* What you should do
Repeat the whole listing exactly as written.

* Dataset excerpts on object pointing
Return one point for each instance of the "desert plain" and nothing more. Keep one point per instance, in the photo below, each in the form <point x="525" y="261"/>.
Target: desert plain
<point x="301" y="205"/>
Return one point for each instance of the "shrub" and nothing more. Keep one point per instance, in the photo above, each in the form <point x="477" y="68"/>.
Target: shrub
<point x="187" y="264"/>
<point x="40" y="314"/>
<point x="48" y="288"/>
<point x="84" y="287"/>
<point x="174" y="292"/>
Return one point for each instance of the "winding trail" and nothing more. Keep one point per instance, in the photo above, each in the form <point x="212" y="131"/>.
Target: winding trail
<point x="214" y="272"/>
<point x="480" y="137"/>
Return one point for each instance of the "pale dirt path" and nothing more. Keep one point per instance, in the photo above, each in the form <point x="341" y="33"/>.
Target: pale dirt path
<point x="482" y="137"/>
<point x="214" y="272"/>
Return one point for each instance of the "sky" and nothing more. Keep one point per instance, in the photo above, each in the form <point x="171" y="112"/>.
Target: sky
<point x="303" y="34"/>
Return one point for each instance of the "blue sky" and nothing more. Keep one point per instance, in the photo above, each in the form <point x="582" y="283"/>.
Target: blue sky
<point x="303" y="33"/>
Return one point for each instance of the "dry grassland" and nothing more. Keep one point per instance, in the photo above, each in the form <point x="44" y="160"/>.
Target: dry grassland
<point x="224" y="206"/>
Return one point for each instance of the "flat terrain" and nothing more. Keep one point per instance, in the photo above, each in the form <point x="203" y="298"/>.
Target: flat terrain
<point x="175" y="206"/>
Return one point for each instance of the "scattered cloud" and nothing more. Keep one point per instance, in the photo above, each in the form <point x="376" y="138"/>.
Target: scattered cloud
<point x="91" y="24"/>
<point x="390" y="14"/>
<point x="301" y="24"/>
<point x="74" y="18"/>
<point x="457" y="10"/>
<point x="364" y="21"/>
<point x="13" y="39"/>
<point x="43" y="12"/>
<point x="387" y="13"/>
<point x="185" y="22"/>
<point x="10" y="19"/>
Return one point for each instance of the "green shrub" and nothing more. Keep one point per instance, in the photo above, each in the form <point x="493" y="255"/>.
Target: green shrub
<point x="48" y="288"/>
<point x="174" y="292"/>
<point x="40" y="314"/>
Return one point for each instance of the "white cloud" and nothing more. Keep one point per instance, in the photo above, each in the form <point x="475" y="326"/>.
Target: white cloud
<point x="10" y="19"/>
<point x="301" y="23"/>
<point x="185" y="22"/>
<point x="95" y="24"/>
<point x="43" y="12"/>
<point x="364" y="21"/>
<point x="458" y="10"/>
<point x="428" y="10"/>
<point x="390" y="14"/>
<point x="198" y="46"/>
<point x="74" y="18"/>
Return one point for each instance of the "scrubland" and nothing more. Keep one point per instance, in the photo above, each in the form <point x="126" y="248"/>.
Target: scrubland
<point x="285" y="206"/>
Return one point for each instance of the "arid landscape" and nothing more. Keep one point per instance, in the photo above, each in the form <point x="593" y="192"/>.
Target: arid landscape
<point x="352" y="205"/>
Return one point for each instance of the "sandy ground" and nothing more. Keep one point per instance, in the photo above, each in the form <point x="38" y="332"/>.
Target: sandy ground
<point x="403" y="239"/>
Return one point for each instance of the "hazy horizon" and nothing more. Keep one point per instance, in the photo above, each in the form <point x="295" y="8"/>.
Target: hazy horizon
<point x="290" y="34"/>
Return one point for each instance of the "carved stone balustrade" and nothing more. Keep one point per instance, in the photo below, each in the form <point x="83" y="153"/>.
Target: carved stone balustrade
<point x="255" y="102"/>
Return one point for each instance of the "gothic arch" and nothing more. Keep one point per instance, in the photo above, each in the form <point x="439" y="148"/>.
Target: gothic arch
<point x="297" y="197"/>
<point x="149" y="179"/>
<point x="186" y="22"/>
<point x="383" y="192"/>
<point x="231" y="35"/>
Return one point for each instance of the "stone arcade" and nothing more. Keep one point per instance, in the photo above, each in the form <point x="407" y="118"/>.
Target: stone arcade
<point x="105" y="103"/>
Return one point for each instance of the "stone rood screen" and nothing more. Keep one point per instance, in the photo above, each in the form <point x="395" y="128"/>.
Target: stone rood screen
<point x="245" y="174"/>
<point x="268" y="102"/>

* The output
Return one point for each instance of the "desert plain" and nothing more. Keep one point per instance, in the photo below, each in the form <point x="525" y="261"/>.
Target: desert plain
<point x="301" y="205"/>
Return one point for each instance of the "shrub" and nothing more. Keep one point per instance, in the photo above, each in the form <point x="477" y="68"/>.
Target: shrub
<point x="187" y="264"/>
<point x="40" y="314"/>
<point x="48" y="288"/>
<point x="84" y="287"/>
<point x="174" y="292"/>
Return one point for each instance of the "winding trail" and nothing more. Keep one point per instance, in the photo above, each in the form <point x="212" y="131"/>.
Target: winding trail
<point x="214" y="272"/>
<point x="480" y="137"/>
Return one point for each instance of the "pale dirt path" and nothing more. Keep one point per instance, in the photo above, each in the form <point x="341" y="33"/>.
Target: pale dirt path
<point x="482" y="137"/>
<point x="214" y="272"/>
Return one point for each instance of the "sky" and nothing more. Keep one point per instance, in the photo above, each in the form <point x="171" y="112"/>.
Target: sky
<point x="303" y="34"/>
Return one point for each instance of the "blue sky" and nothing more. Keep one point per instance, in the photo above, each in the form <point x="582" y="283"/>.
Target: blue sky
<point x="303" y="33"/>
Return one point for each instance of the "dry grassland" and nothing more. Keep one point per instance, in the photo above, each in the form <point x="44" y="160"/>.
Target: dry grassland
<point x="224" y="206"/>
Return one point for each instance of the "flat terrain" and nothing more. Keep one point per instance, in the photo above, each in the form <point x="203" y="298"/>.
Target: flat terrain
<point x="175" y="206"/>
Return one point for each instance of the "scattered cloud" and nothing more. Keep one point per instance, in the photo above, each in the form <point x="376" y="138"/>.
Target: scattered cloud
<point x="91" y="24"/>
<point x="390" y="14"/>
<point x="301" y="24"/>
<point x="74" y="18"/>
<point x="457" y="10"/>
<point x="364" y="21"/>
<point x="13" y="39"/>
<point x="43" y="12"/>
<point x="387" y="13"/>
<point x="185" y="22"/>
<point x="10" y="19"/>
Return one point for each instance of the "green shrub" and nothing more. Keep one point per instance, in the photo above, each in the form <point x="493" y="255"/>.
Target: green shrub
<point x="48" y="288"/>
<point x="174" y="292"/>
<point x="40" y="314"/>
Return one point for each instance of the "white cloud" and nothing more. Keep one point per instance, in the photo above, each in the form <point x="475" y="326"/>.
Target: white cloud
<point x="10" y="19"/>
<point x="301" y="23"/>
<point x="185" y="22"/>
<point x="95" y="24"/>
<point x="43" y="12"/>
<point x="364" y="21"/>
<point x="458" y="10"/>
<point x="428" y="10"/>
<point x="390" y="14"/>
<point x="198" y="46"/>
<point x="74" y="18"/>
Return one point for each instance of the "scrubland" and nothing more. Keep one point per instance, in the photo above, each in the form <point x="126" y="248"/>.
Target: scrubland
<point x="285" y="206"/>
Return one point for each instance of the "arid landscape" and nothing more. Keep one point per instance, in the photo above, each in the form <point x="593" y="192"/>.
Target: arid landscape
<point x="352" y="205"/>
Return one point for each instance of the "sandy ground" and nothing more. Keep one point per instance, in the photo above, each in the form <point x="38" y="332"/>.
Target: sandy ground
<point x="403" y="239"/>
Return one point for each instance of the "hazy horizon" and nothing more. Keep one point per instance, in the photo above, each in the form <point x="295" y="8"/>.
Target: hazy horizon
<point x="290" y="34"/>
Return one point for each instance of the "carved stone balustrade" and nothing more. Keep one point per instance, in the photo below, each in the form <point x="83" y="153"/>.
Target: carved stone balustrade
<point x="255" y="102"/>
Return one point for each instance of the "gothic arch" and nothing more. Keep one point per instance, in the photo above, each in the form <point x="439" y="148"/>.
Target: gothic arch
<point x="297" y="197"/>
<point x="149" y="179"/>
<point x="186" y="22"/>
<point x="383" y="192"/>
<point x="231" y="35"/>
Return one point for each instance of the "stone arcade" and nothing more. Keep one point per instance, in the photo above, each in the form <point x="407" y="118"/>.
Target: stone arcade
<point x="105" y="103"/>
Return one point for each instance of the "stone rood screen" and nothing more. Keep one point per instance, in the photo above, each in the form <point x="395" y="128"/>.
Target: stone rood screen
<point x="245" y="174"/>
<point x="268" y="102"/>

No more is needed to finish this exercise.